**EXCERPT**

# 0.0.23 and Cat. AI



## iLLestOne (Jan 23, 2005)

I noticed that where I could change CAT AI before, is not greyed out?

I was useing cat 4.12 and noticed it was greyed out. I then installed 5.01, still greyed out. Then went back to 4.12 and it is STILL greyed out.

I really liked that feature. Anyone know why it would be greyed out?


----------



## 15th Warlock (Jan 23, 2005)

iLLestOne said:
			
		

> I noticed that where I could change CAT AI before, is not greyed out?
> 
> I was useing cat 4.12 and noticed it was greyed out. I then installed 5.01, still greyed out. Then went back to 4.12 and it is STILL greyed out.
> 
> I really liked that feature. Anyone know why it would be greyed out?



Funny, I had the same problem, all I did was uninstalled the drivers, ran driver cleaner and then installed them again, after that the option was available again in Atitool.
I noticed this happened after installing version 0.0.23 too, guess that makes us two.

**LIST OF TASKS**
1 – Transcribe the part of the thread about the greyed-out CAT AI setting starting at "## iLLestOne (Jan" and ending at "Warlock (Jan 23, 2005)".
2 – Put this sentence from the thread about the greyed-out CAT AI setting into Spanish: "I really liked that feature."
3 – Extend the thread about the greyed-out CAT AI setting from the point where it stops.
The listing below comes from a separate source.

**DATA PROVIDED**
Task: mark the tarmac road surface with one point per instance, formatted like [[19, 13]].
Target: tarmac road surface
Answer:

**OUTPUTS BY TASK**
1 –
## iLLestOne (Jan 23, 2005)

I noticed that where I could change CAT AI before, is not greyed out?

I was useing cat 4.12 and noticed it was greyed out. I then installed 5.01, still greyed out. Then went back to 4.12 and it is STILL greyed out.

I really liked that feature. Anyone know why it would be greyed out?


----------



## 15th Warlock (Jan 23, 2005)

2 – Me gustaba mucho esa función.

3 –
----------



## iLLestOne (Jan 23, 2005)

Well I found out and fixed the problem. I uninstalled net 1.1, and now it's back! 

Very strange..

http://support.microsoft.com/default.aspx?scid=kb;en-us;824643#5

Not very fun to uninstall either


----------



## R350np (Jan 24, 2005)

Wich Version of CAT 5.1 did you use? I´ve installed the CP-Version, not the CCC, and my AI never was greyed out.


----------



## iLLestOne (Jan 24, 2005)

CP-version. It was greyed out because of net 1.1. I uninstalled that, and it was back. I installed net1.1 on acc.

No CCC here, at least til the fix all the bugs...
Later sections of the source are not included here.